DESCRIPTION OF THE TASK =>
Pull out each line of the records below that contains the word "array", matching its case exactly.

PROVIDED RECORDS =>

+-------+

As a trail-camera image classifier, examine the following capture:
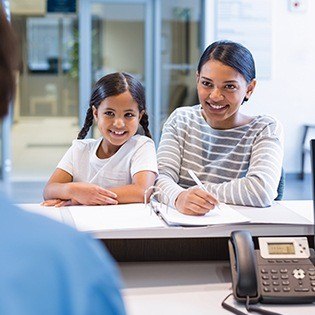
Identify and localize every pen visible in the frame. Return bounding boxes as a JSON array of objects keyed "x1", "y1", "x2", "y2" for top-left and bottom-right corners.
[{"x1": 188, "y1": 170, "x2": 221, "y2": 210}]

+-------+

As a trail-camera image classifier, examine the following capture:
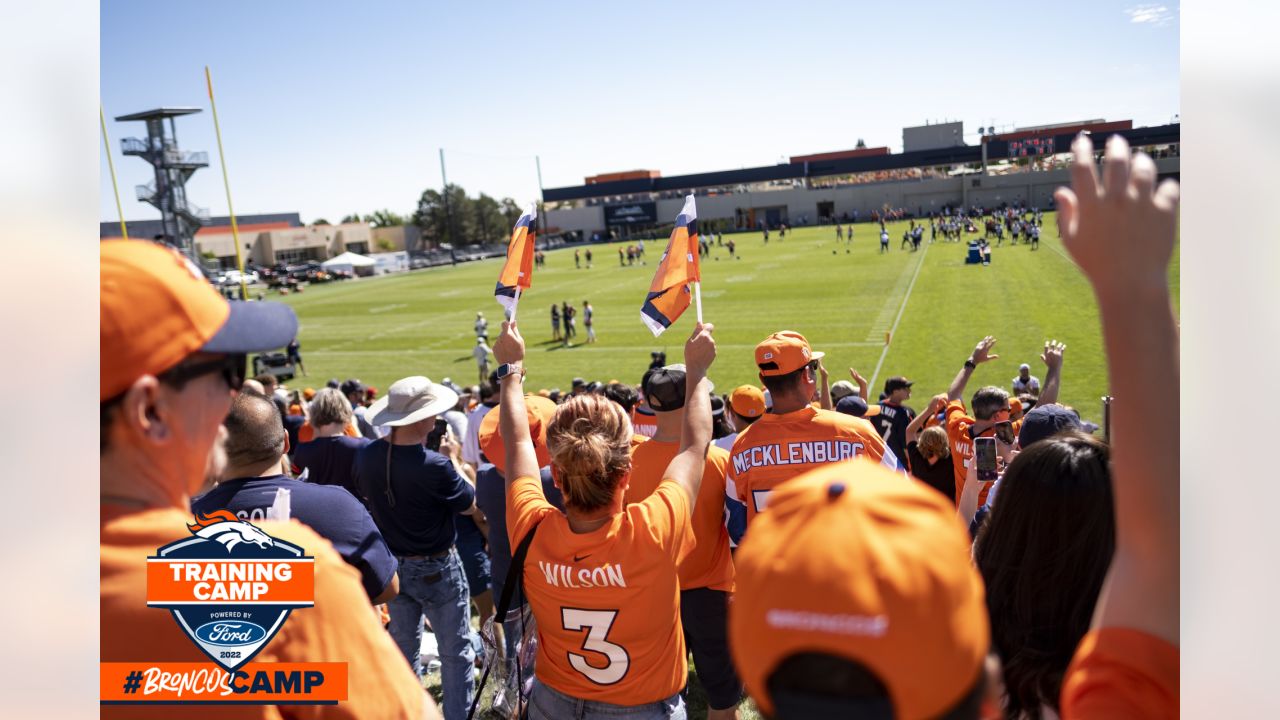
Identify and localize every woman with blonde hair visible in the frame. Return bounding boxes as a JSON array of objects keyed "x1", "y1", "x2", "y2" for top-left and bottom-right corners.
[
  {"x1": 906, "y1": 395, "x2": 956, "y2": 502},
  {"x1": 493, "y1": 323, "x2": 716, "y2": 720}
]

+-------+

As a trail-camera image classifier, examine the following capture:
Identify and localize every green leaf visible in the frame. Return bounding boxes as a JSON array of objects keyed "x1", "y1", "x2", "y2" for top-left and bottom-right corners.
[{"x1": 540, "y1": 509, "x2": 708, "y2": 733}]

+-------+

SOLUTION TO THIS PROBLEM =>
Identify and localize every pen visible in the frame. Return bounding boxes as a JSON array of objects keyed "x1", "y1", "x2", "y2" for top-left and bottom-right corners.
Identify and localize every woman with blonde hair visible in the frame. Return bounding boxes as a JSON array of objects keyed "x1", "y1", "x2", "y2" for top-left and bottom-right corners.
Identify and localize every green leaf visible in the frame. Return bounding boxes as a JSON array of objects keyed "x1", "y1", "x2", "y2" for top-left and bottom-right corners.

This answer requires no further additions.